(Work task) Would you repeat every line below exactly, please?

Recorded data:
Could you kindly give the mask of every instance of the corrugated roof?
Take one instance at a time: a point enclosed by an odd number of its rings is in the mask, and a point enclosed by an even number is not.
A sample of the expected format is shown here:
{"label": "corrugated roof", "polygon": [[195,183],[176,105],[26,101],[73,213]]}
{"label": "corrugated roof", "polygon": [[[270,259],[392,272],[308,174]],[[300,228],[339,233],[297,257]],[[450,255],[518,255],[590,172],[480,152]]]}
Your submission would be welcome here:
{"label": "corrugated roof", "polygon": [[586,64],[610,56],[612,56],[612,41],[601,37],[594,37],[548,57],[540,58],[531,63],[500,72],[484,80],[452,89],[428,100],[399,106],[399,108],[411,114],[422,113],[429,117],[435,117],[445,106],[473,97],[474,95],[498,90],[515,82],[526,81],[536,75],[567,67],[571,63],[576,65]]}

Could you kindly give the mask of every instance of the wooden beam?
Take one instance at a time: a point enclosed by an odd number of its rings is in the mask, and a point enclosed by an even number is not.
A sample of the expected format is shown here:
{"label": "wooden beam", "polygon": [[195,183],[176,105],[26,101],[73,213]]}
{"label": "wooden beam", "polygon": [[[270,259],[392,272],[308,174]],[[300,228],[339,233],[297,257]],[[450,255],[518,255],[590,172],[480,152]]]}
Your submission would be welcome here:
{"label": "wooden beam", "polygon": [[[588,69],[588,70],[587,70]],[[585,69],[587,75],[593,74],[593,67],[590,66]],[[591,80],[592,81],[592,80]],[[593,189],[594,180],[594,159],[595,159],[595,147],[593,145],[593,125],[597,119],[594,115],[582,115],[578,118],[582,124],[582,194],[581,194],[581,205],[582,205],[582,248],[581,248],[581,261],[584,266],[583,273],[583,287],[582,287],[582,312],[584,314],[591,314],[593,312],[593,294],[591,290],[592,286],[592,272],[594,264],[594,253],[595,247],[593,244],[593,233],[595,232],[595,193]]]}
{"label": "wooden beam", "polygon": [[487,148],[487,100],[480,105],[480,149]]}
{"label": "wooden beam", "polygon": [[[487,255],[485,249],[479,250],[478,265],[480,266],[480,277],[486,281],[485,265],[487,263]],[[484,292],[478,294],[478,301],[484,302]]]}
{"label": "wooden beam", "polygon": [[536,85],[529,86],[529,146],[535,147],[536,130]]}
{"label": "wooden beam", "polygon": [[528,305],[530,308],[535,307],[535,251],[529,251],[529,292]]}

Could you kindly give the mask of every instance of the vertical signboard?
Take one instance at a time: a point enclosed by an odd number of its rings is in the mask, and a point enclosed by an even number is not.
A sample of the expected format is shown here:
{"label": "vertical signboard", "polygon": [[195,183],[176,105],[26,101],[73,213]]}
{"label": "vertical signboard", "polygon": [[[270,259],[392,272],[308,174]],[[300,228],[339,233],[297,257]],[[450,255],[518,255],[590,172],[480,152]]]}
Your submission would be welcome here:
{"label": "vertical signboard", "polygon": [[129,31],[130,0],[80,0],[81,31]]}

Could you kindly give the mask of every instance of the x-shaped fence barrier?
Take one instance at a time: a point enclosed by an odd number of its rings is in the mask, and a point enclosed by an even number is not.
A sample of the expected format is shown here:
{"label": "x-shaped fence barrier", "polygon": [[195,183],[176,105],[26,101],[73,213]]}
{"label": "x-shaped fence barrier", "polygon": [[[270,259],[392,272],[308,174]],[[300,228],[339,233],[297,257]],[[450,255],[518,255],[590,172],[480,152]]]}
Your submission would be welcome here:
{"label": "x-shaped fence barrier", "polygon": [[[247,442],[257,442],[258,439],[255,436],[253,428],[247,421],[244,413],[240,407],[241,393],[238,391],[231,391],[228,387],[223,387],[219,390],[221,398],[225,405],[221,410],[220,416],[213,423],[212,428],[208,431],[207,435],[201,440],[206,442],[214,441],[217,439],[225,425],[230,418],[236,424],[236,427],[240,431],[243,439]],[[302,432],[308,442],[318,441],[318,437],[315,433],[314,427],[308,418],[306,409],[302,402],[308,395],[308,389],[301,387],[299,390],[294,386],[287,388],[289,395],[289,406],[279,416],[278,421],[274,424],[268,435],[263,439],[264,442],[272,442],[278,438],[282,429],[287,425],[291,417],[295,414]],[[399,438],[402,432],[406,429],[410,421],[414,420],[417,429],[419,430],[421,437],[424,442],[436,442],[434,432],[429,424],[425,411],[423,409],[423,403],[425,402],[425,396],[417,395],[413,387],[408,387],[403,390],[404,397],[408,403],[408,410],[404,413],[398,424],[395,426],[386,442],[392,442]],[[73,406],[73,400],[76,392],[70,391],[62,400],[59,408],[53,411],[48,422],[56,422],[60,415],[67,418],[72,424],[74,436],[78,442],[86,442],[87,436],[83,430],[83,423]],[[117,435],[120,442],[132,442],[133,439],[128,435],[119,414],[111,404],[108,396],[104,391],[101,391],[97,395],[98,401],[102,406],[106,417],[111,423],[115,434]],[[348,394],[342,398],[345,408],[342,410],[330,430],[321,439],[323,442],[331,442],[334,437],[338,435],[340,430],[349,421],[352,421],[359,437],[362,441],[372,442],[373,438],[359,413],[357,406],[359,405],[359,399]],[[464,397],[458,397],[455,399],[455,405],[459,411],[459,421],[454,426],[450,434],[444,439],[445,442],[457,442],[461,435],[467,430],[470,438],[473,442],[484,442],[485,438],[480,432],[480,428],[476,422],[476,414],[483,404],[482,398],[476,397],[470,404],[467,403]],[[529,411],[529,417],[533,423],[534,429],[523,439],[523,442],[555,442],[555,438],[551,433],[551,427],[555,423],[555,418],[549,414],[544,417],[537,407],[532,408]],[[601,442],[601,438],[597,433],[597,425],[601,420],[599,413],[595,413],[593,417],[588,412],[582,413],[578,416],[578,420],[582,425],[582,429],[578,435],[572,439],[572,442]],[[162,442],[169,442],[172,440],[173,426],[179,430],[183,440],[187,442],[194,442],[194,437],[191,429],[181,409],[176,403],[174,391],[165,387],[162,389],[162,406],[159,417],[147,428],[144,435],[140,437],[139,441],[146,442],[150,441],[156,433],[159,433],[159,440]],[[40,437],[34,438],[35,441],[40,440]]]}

(Task solution)
Could you kindly give the mask of every instance of the corrugated roof?
Take one instance at a time: a point enclosed by an odd number of its rings is in the mask, and a point enclosed by an even number is not.
A sample of the expected format is shown here:
{"label": "corrugated roof", "polygon": [[195,183],[176,105],[26,101],[73,213]]}
{"label": "corrugated roof", "polygon": [[[270,259],[392,272],[308,174]],[[300,228],[339,233],[297,257]],[[450,255],[518,255],[590,172],[480,152]]]}
Your submission would be welcome here:
{"label": "corrugated roof", "polygon": [[586,64],[610,56],[612,56],[612,41],[601,37],[594,37],[548,57],[540,58],[531,63],[500,72],[484,80],[452,89],[428,100],[399,106],[399,108],[411,114],[422,113],[429,117],[435,117],[445,106],[473,97],[474,95],[498,90],[515,82],[526,81],[536,75],[567,67],[571,63],[576,65]]}

Could you kindly give the mask of every instance of the wooden beam?
Take one instance at a time: a point enclosed by an odd number of its rings is in the mask, and a point enclosed by an even number is not.
A sample of the expected format is shown here:
{"label": "wooden beam", "polygon": [[195,183],[176,105],[26,101],[73,213]]}
{"label": "wooden beam", "polygon": [[[270,259],[392,272],[308,174]],[[300,228],[339,233],[297,257]],[[450,255],[518,255],[590,172],[480,152]]]}
Your submission would be welcome here:
{"label": "wooden beam", "polygon": [[[588,69],[588,70],[587,70]],[[585,69],[587,75],[593,74],[593,67],[590,66]],[[591,80],[592,81],[592,80]],[[593,189],[594,180],[594,159],[595,159],[595,147],[593,145],[593,125],[597,119],[594,115],[582,115],[578,118],[582,124],[582,194],[581,194],[581,205],[582,205],[582,248],[581,248],[581,261],[584,266],[583,273],[583,287],[582,287],[582,312],[584,314],[591,314],[593,312],[593,294],[591,290],[592,286],[592,272],[594,264],[594,253],[595,247],[593,244],[593,233],[595,232],[595,193]]]}
{"label": "wooden beam", "polygon": [[487,148],[487,100],[480,105],[480,149]]}
{"label": "wooden beam", "polygon": [[[487,255],[485,249],[479,250],[478,265],[480,266],[480,277],[486,281],[485,265],[487,263]],[[484,292],[478,294],[478,301],[484,302]]]}
{"label": "wooden beam", "polygon": [[536,85],[529,86],[529,146],[535,147],[536,130]]}
{"label": "wooden beam", "polygon": [[528,305],[530,308],[535,307],[535,251],[529,251],[529,292]]}

Could you kindly give the mask of every instance of the vertical signboard?
Take one instance at a time: a point enclosed by an odd number of its rings is in the mask, and a point enclosed by an even number is not.
A sample of the expected format is shown here:
{"label": "vertical signboard", "polygon": [[195,183],[176,105],[26,101],[73,213]]}
{"label": "vertical signboard", "polygon": [[[270,259],[392,272],[308,174]],[[300,228],[339,233],[297,257]],[[450,255],[518,255],[590,172],[480,152]]]}
Your submission would be welcome here:
{"label": "vertical signboard", "polygon": [[129,31],[130,0],[80,0],[81,31]]}

Could you kindly give the mask of every instance of the x-shaped fence barrier?
Take one instance at a time: a point enclosed by an odd number of its rings is in the mask, and a point enclosed by an even number is not.
A sample of the expected format is shown here:
{"label": "x-shaped fence barrier", "polygon": [[195,183],[176,105],[26,101],[73,213]]}
{"label": "x-shaped fence barrier", "polygon": [[[270,259],[392,272],[308,174]],[[300,228],[339,233],[297,257]],[[450,255],[518,255],[590,172],[480,152]]]}
Your submission would be welcome here:
{"label": "x-shaped fence barrier", "polygon": [[[247,442],[257,442],[258,439],[255,436],[253,428],[247,421],[244,413],[240,407],[241,393],[238,391],[231,391],[228,387],[223,387],[219,390],[221,398],[225,405],[221,410],[220,416],[213,423],[212,428],[208,431],[207,435],[201,440],[206,442],[214,441],[217,439],[225,425],[230,418],[236,424],[236,427],[240,431],[243,439]],[[302,432],[308,442],[318,441],[318,437],[315,433],[314,427],[308,418],[306,409],[302,402],[308,395],[308,389],[301,387],[299,390],[294,386],[287,388],[289,395],[289,406],[279,416],[278,421],[274,424],[268,435],[263,439],[264,442],[272,442],[278,438],[282,429],[287,425],[291,417],[295,414]],[[399,438],[402,432],[406,429],[410,421],[414,420],[417,429],[419,430],[421,437],[424,442],[436,442],[434,432],[429,424],[425,411],[423,409],[423,403],[425,402],[425,396],[417,395],[413,387],[408,387],[403,390],[404,397],[408,403],[408,410],[404,413],[398,424],[395,426],[386,442],[392,442]],[[73,406],[73,400],[76,392],[70,391],[62,400],[59,408],[53,411],[48,422],[56,422],[60,415],[67,418],[72,424],[74,436],[78,442],[86,442],[87,436],[83,430],[83,423]],[[117,435],[120,442],[132,442],[133,439],[128,435],[119,414],[111,404],[108,396],[104,391],[101,391],[97,395],[98,401],[102,406],[106,417],[111,423],[115,434]],[[348,394],[342,398],[345,408],[342,410],[330,430],[321,439],[323,442],[331,442],[334,437],[338,435],[340,430],[349,421],[352,421],[359,437],[362,441],[372,442],[373,438],[359,413],[357,406],[359,405],[359,399]],[[464,397],[458,397],[455,399],[455,405],[459,411],[459,421],[454,426],[450,434],[444,439],[445,442],[457,442],[461,435],[467,430],[470,438],[473,442],[484,442],[485,438],[480,432],[480,428],[476,422],[476,414],[483,404],[482,398],[476,397],[470,404],[467,403]],[[529,411],[529,417],[533,423],[534,429],[523,439],[523,442],[555,442],[555,438],[551,433],[551,427],[555,423],[555,418],[549,414],[544,417],[537,407],[532,408]],[[601,442],[601,438],[597,433],[597,425],[601,420],[599,413],[595,413],[593,417],[588,412],[582,413],[578,416],[578,420],[582,425],[582,429],[578,435],[572,439],[572,442]],[[162,442],[169,442],[172,440],[173,426],[179,430],[183,440],[187,442],[194,442],[194,437],[191,429],[181,409],[176,403],[174,391],[165,387],[162,389],[162,406],[159,417],[147,428],[144,435],[140,437],[139,441],[146,442],[150,441],[156,433],[159,433],[159,440]],[[40,437],[34,438],[35,441],[40,440]]]}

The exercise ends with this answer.